[Aim of the exercise]
Pull out every line in the listing below that contains the word "roof".

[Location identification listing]
================

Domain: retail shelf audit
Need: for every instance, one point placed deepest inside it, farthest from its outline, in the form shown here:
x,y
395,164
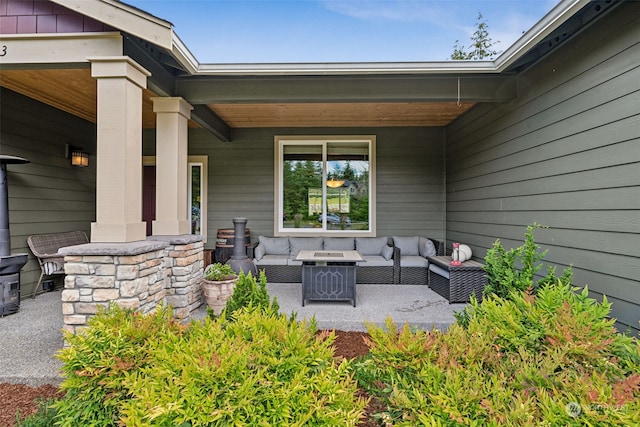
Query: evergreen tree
x,y
481,46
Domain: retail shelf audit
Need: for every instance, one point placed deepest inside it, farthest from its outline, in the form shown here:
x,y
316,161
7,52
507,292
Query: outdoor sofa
x,y
277,257
413,252
404,261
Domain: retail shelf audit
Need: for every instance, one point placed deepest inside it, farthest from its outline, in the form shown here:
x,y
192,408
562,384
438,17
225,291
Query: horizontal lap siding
x,y
565,154
47,195
410,189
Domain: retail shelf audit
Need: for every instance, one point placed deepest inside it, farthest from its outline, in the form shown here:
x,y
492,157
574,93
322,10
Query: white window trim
x,y
278,224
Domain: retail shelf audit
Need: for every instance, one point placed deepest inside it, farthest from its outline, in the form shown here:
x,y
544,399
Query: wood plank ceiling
x,y
74,91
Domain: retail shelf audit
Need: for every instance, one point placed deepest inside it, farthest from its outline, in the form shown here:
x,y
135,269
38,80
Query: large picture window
x,y
325,185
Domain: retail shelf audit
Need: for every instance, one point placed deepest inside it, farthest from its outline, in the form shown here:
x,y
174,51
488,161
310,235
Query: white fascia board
x,y
347,68
63,48
183,55
551,21
126,18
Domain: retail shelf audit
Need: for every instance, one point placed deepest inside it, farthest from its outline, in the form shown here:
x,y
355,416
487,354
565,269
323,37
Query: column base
x,y
170,227
118,233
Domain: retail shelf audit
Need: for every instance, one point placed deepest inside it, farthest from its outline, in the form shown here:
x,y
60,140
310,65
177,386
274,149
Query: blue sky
x,y
259,31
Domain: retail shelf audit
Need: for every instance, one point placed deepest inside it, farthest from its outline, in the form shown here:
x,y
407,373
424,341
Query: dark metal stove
x,y
10,265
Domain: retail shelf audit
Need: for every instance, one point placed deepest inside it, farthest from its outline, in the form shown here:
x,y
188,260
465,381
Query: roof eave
x,y
550,22
125,18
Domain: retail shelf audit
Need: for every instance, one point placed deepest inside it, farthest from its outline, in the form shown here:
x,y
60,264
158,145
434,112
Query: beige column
x,y
172,137
120,81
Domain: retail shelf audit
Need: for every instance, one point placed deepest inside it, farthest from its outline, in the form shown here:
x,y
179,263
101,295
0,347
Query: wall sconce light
x,y
78,157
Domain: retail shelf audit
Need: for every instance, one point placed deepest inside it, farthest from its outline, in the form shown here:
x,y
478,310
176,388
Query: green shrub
x,y
43,418
250,292
259,369
527,360
515,269
219,272
98,359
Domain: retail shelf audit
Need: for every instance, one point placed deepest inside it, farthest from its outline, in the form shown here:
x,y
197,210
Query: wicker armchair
x,y
45,248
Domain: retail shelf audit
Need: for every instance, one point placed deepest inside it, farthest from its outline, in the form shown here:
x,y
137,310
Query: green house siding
x,y
565,154
47,195
410,197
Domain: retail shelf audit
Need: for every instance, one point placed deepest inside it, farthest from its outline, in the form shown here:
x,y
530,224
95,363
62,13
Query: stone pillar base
x,y
136,275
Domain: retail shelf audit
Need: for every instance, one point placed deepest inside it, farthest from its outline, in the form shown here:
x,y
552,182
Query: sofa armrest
x,y
251,250
439,247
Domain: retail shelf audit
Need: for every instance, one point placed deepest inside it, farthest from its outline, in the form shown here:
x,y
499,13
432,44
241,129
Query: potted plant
x,y
218,284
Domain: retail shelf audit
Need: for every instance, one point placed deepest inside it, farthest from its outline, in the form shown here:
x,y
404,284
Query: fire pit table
x,y
329,275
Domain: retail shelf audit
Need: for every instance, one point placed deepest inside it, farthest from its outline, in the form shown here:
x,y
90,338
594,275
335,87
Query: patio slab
x,y
30,338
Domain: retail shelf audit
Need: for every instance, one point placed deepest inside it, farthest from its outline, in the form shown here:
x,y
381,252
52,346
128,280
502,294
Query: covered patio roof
x,y
228,96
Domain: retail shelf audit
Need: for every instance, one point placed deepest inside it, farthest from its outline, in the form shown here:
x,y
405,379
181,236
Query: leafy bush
x,y
515,269
43,418
259,369
218,272
98,359
250,292
548,359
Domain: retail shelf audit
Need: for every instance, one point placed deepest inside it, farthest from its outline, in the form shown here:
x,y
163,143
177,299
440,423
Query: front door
x,y
149,197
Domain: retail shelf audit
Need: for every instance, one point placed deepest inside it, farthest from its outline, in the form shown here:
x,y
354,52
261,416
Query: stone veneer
x,y
138,275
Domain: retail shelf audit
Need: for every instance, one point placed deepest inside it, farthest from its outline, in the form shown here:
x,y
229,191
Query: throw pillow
x,y
258,252
275,245
408,245
427,248
371,245
305,244
387,252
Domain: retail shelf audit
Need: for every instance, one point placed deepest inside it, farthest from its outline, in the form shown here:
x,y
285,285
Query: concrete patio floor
x,y
30,338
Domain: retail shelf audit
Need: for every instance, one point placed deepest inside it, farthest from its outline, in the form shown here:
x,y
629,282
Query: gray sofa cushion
x,y
413,261
408,245
298,244
371,245
275,245
426,247
339,243
439,270
271,260
375,261
259,252
292,261
387,252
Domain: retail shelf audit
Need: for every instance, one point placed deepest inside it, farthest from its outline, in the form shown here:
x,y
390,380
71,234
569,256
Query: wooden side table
x,y
461,282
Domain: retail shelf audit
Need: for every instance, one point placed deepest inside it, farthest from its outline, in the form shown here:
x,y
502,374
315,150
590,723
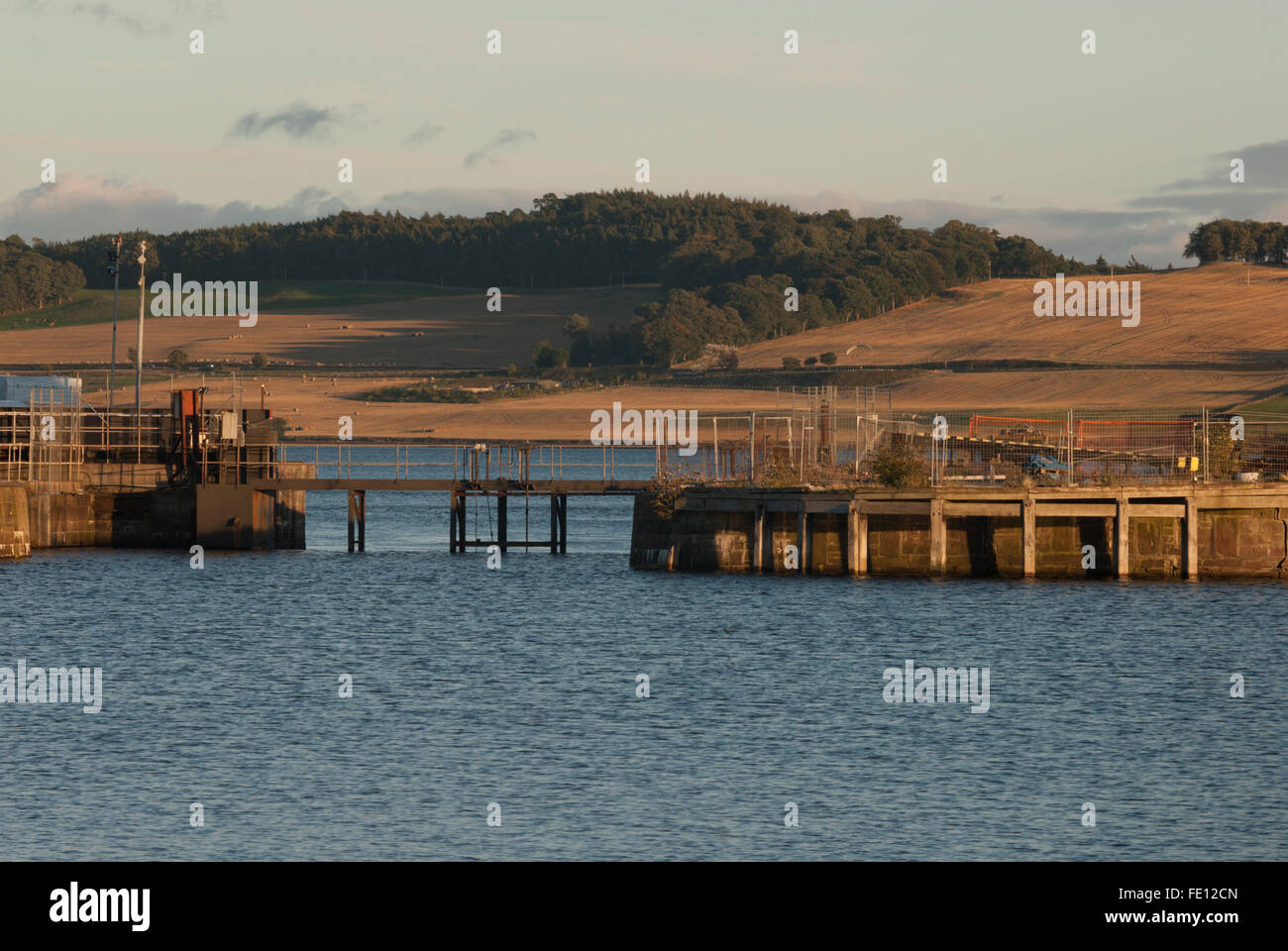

================

[Finished task]
Query: roof eave
Query: covered patio roof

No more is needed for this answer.